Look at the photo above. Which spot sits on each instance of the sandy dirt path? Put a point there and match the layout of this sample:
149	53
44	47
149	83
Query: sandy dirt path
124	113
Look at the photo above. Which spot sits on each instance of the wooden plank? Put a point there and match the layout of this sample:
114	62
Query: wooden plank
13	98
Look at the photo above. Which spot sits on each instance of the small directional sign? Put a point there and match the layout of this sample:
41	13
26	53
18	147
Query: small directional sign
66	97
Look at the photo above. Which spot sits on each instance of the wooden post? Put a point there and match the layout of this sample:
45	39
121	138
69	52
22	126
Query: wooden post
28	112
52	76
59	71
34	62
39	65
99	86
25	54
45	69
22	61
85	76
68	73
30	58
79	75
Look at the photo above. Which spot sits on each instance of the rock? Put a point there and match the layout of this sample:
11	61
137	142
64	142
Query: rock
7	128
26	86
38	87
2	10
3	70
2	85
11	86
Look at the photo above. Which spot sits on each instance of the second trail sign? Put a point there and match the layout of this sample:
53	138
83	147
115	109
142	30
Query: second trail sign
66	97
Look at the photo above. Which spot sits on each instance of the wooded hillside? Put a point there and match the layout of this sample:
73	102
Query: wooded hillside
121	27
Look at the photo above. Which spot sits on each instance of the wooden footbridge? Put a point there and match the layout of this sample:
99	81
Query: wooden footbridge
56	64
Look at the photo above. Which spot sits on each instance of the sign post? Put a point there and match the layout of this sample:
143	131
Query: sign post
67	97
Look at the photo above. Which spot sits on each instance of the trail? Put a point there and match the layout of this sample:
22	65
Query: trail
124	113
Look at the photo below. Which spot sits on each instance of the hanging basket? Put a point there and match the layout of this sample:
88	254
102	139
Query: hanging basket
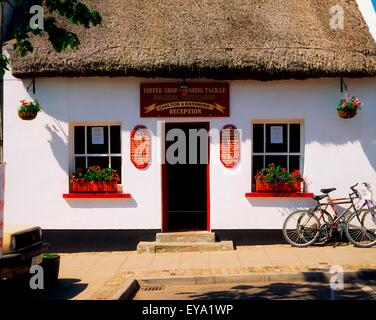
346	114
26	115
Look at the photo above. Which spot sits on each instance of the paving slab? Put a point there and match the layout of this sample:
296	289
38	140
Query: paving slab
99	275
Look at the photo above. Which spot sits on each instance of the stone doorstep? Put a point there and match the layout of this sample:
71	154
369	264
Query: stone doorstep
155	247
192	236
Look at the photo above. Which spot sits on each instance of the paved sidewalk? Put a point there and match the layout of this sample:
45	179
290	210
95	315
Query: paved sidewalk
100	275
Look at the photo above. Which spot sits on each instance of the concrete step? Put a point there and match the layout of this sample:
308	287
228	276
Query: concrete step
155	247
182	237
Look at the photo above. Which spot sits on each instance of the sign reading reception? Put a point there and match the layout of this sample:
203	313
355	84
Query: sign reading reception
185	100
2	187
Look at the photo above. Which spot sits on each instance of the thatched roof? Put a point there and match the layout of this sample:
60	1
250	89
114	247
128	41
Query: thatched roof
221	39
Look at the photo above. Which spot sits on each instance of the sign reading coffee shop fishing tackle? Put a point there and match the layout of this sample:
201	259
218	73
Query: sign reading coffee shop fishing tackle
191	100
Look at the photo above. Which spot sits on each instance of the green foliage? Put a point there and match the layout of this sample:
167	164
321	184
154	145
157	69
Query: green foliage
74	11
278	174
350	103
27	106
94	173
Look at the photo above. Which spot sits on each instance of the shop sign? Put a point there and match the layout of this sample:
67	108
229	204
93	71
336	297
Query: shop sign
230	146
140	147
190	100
========================================================================
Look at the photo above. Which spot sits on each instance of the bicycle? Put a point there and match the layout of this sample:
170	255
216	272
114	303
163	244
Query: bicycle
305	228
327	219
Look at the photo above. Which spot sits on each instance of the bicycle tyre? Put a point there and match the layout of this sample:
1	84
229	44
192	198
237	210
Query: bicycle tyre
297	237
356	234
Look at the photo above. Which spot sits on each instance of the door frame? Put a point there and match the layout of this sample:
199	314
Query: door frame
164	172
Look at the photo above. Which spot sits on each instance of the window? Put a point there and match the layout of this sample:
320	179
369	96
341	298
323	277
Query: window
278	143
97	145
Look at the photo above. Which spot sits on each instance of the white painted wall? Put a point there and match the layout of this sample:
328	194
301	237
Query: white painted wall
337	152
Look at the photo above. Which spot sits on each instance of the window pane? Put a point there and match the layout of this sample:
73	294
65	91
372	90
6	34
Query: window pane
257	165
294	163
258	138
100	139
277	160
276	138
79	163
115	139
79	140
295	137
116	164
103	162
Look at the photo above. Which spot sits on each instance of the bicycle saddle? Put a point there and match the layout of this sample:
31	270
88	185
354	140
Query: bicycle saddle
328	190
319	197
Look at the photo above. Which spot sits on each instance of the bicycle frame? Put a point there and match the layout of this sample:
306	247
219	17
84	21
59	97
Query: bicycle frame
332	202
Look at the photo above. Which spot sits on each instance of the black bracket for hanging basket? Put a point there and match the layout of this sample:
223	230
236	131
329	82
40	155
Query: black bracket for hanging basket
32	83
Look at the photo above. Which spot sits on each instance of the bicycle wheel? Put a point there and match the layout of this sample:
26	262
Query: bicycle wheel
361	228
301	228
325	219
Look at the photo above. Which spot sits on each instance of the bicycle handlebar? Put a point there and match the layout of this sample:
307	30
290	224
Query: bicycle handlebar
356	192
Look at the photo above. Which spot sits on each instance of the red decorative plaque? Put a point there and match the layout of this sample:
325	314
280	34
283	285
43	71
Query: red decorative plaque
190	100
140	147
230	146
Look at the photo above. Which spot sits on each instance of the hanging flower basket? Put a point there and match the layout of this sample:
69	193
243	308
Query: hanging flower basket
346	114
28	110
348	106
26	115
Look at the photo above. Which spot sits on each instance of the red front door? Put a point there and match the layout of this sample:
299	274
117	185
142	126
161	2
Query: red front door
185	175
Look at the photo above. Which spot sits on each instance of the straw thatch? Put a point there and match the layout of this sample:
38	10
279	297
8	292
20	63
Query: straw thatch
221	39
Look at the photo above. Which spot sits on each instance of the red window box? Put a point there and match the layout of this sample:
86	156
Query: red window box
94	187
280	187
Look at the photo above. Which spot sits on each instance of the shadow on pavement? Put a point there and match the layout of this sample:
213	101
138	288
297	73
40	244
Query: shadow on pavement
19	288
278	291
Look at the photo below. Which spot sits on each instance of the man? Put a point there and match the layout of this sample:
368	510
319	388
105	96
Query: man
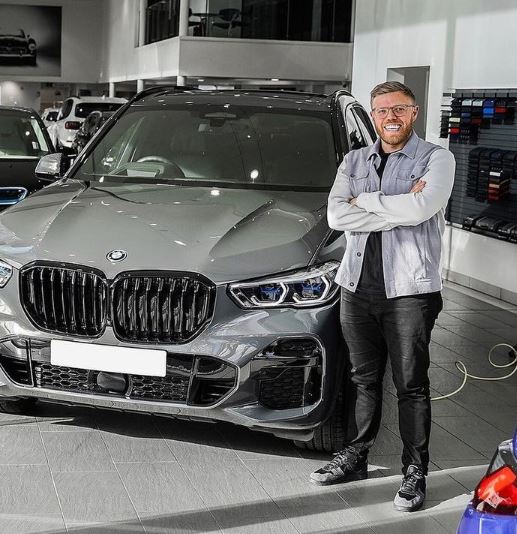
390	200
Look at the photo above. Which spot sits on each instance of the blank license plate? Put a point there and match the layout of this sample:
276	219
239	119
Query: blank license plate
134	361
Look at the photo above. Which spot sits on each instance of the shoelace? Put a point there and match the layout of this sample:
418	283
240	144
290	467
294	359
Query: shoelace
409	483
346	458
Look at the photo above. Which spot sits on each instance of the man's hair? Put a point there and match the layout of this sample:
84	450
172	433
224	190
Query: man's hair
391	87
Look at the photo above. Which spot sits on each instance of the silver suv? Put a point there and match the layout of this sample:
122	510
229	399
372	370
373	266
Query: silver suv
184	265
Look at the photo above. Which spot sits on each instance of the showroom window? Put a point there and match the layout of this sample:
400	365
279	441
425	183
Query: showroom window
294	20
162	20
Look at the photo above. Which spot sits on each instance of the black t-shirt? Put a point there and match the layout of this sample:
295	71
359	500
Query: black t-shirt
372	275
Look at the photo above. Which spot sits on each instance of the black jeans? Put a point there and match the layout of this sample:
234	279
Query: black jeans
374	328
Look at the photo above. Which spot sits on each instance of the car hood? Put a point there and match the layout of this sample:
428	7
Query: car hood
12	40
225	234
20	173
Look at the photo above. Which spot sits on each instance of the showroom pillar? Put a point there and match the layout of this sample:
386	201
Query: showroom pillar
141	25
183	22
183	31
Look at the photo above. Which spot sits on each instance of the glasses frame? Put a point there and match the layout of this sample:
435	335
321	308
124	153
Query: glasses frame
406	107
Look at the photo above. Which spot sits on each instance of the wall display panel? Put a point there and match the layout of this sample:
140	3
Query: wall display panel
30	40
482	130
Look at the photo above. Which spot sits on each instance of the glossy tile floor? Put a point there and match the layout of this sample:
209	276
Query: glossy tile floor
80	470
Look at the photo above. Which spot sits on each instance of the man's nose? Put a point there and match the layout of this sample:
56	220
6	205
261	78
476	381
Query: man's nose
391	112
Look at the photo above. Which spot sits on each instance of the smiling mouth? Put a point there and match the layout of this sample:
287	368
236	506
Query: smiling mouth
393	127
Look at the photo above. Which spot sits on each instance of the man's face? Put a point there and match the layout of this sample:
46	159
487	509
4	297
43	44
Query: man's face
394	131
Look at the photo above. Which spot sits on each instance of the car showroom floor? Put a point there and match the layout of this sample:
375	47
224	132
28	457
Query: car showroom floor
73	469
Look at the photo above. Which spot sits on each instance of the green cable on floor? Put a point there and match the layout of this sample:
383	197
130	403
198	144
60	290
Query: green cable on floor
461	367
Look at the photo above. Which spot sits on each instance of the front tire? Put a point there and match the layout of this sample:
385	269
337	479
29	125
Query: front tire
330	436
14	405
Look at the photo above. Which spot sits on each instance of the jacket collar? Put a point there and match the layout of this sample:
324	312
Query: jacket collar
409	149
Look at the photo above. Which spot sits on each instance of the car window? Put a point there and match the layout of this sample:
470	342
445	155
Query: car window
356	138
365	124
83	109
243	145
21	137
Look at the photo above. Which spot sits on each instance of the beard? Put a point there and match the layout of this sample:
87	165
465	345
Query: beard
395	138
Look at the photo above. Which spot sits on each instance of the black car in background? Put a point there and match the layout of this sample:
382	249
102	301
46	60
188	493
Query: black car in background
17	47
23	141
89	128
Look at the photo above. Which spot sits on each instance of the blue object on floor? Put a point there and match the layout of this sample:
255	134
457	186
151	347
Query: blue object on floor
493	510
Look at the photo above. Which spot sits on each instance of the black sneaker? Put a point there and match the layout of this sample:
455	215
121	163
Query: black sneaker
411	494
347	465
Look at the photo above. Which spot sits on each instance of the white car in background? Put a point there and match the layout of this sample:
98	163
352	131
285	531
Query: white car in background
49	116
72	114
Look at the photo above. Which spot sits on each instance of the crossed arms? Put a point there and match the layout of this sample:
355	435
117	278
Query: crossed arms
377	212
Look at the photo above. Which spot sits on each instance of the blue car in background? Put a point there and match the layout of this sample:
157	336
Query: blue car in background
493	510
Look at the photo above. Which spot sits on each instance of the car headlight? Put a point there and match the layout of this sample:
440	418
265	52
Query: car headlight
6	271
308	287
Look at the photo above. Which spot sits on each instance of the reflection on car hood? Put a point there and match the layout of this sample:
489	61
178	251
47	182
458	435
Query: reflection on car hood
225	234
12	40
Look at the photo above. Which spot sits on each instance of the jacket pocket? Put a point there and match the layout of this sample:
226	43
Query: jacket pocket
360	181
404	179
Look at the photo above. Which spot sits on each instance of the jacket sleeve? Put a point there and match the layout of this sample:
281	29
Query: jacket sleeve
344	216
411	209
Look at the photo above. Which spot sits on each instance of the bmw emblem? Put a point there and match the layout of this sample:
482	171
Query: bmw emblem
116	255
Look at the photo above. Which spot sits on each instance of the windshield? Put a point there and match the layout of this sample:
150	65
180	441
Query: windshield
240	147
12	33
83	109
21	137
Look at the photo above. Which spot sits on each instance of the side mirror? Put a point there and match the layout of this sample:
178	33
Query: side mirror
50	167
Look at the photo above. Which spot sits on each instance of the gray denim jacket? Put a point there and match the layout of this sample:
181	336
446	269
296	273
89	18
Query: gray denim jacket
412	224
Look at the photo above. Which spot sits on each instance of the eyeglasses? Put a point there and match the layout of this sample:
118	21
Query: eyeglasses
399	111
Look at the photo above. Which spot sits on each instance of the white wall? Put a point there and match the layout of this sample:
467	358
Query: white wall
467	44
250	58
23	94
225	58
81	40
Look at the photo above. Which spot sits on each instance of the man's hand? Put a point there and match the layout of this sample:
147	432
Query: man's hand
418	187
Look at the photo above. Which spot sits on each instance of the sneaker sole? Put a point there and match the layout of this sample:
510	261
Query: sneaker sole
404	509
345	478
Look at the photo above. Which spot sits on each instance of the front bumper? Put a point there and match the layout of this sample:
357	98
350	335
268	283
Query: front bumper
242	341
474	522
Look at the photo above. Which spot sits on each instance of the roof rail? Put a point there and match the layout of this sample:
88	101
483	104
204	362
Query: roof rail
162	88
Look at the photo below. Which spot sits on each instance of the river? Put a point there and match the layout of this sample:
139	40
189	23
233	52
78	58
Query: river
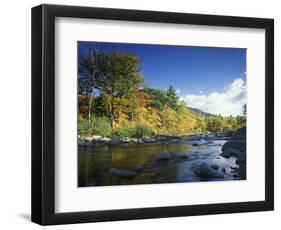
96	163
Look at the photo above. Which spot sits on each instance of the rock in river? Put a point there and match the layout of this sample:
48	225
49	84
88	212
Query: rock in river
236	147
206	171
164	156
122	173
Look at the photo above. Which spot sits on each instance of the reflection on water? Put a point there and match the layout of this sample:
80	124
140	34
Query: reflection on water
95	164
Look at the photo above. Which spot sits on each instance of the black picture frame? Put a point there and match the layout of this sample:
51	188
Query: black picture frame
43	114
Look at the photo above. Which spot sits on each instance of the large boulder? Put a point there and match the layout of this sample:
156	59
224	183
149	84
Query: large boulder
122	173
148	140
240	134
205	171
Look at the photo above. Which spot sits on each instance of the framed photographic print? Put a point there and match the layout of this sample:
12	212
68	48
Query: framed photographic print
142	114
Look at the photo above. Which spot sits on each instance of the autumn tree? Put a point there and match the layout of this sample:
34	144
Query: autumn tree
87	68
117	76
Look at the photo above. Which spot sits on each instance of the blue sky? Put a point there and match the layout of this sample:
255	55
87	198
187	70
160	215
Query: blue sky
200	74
========================================================================
EXERCISE INSTRUCTIONS |
For the entries above, say how many lines contain the word "below", giving the number alone.

RESPONSE TO THIS EXERCISE |
3